:: EXERCISE ::
Locate "the throw pillow and give integer pixel coordinates." in the listing below, then output the line holding it and every line after it, exactly and with nothing else.
┄┄┄┄┄┄
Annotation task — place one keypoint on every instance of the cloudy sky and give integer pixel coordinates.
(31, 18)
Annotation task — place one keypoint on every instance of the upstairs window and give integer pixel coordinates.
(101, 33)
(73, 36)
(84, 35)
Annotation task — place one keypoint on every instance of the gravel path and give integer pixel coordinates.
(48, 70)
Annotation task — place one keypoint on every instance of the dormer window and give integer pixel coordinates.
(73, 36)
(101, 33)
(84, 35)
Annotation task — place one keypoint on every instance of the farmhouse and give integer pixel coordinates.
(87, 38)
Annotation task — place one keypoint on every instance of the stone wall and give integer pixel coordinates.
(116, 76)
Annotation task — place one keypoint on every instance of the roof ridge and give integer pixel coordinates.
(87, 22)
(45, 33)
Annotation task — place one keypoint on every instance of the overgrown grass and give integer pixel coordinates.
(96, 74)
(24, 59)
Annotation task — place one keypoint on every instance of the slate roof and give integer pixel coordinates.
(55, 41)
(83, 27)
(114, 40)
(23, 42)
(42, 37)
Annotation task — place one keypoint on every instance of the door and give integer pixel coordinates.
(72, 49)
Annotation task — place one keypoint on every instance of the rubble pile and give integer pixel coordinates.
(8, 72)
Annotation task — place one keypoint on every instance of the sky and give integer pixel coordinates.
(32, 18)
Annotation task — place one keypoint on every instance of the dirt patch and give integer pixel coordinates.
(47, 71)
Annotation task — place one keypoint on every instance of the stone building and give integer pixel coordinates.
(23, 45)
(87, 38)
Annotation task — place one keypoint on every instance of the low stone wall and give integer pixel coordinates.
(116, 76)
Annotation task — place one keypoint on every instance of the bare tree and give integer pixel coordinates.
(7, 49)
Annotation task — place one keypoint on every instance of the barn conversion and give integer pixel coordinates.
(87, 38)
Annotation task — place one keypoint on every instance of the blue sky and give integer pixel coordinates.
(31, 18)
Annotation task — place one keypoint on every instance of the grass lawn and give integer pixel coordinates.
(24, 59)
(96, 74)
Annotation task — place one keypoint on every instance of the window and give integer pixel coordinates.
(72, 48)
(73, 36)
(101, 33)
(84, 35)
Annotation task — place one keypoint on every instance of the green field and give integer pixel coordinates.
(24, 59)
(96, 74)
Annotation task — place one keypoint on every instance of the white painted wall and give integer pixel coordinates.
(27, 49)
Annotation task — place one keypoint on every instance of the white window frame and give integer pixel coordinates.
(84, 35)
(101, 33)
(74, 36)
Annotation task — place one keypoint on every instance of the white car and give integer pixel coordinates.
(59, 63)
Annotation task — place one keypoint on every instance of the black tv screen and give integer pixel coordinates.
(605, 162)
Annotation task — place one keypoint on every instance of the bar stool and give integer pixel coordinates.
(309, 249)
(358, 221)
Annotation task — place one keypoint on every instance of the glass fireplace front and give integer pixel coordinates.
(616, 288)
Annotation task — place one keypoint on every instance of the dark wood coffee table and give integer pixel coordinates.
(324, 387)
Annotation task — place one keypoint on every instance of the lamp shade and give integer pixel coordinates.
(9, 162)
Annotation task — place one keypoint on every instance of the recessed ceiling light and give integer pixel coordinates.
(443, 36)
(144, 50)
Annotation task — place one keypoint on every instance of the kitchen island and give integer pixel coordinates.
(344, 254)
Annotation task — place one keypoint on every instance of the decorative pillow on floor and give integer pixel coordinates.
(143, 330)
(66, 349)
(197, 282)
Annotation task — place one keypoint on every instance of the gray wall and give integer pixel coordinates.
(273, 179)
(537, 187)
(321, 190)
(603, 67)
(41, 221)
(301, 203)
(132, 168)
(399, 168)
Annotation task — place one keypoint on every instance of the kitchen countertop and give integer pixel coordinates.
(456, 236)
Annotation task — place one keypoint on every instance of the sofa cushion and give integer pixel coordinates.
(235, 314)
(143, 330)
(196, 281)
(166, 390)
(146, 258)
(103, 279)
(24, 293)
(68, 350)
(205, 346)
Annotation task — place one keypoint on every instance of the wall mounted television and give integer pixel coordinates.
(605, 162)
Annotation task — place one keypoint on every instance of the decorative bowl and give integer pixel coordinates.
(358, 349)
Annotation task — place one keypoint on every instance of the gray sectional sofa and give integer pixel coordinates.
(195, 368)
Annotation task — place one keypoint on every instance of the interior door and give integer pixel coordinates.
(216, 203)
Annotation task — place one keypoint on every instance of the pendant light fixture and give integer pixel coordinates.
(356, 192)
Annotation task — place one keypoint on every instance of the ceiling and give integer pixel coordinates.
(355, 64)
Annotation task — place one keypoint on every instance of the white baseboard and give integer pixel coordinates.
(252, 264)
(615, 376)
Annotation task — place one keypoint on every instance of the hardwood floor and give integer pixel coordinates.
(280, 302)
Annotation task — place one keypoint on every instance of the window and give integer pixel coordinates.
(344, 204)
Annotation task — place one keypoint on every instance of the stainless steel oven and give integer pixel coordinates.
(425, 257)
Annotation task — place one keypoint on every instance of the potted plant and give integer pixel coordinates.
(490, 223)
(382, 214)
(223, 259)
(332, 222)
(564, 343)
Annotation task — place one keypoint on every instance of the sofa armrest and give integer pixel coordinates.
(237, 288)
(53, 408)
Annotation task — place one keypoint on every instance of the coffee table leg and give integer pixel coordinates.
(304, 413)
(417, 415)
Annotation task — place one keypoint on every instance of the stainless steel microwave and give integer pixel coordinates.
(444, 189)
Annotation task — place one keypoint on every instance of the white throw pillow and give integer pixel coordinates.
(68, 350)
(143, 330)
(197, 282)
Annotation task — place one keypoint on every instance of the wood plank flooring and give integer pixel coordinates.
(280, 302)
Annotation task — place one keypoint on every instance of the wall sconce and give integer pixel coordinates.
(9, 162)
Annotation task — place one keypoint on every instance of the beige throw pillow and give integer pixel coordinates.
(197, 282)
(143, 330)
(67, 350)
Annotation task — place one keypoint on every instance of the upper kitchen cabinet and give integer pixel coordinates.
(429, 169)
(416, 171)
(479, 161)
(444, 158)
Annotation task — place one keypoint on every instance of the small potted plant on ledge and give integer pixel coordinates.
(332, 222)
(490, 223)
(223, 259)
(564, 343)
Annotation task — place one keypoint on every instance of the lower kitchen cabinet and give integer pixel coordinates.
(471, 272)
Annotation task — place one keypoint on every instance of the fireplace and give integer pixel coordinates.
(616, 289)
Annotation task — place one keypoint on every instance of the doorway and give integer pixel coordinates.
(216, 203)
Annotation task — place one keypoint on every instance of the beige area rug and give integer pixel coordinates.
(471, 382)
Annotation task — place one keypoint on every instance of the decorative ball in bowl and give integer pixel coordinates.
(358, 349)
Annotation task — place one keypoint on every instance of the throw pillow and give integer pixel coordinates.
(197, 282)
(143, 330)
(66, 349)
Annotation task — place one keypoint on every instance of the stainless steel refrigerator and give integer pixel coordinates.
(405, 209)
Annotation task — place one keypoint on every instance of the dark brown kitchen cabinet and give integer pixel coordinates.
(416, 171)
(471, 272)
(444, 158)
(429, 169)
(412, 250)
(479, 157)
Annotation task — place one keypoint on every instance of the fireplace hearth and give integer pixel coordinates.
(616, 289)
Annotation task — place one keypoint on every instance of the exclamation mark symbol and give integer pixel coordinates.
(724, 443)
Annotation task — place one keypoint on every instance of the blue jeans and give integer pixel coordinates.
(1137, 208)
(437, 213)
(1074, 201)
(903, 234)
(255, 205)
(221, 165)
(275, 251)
┄┄┄┄┄┄
:: ANSWER IN FULL ::
Annotation task — place one keypoint on every instance of the throw pillow and give integer pixel coordinates.
(197, 282)
(143, 330)
(66, 349)
Annotation task — place one keypoint on every instance of the stainless steel refrigerator and give integer pixel coordinates.
(405, 209)
Annotation task — place one keypoint on every instance of the dark brown kitchen cabinet and give integer pixel coordinates.
(416, 171)
(471, 272)
(444, 158)
(429, 169)
(412, 250)
(479, 157)
Annotation task — place one keypoint on every instance of the fireplace hearth and give integer pixel coordinates.
(616, 289)
Annotation task — place one keypoint on every instance of the exclamation mark symbol and give integer pixel coordinates.
(724, 443)
Annotation task — place one keypoint on every instance of the blue jeans and give integer pixel coordinates.
(1137, 208)
(437, 213)
(1074, 201)
(903, 234)
(255, 205)
(221, 165)
(275, 251)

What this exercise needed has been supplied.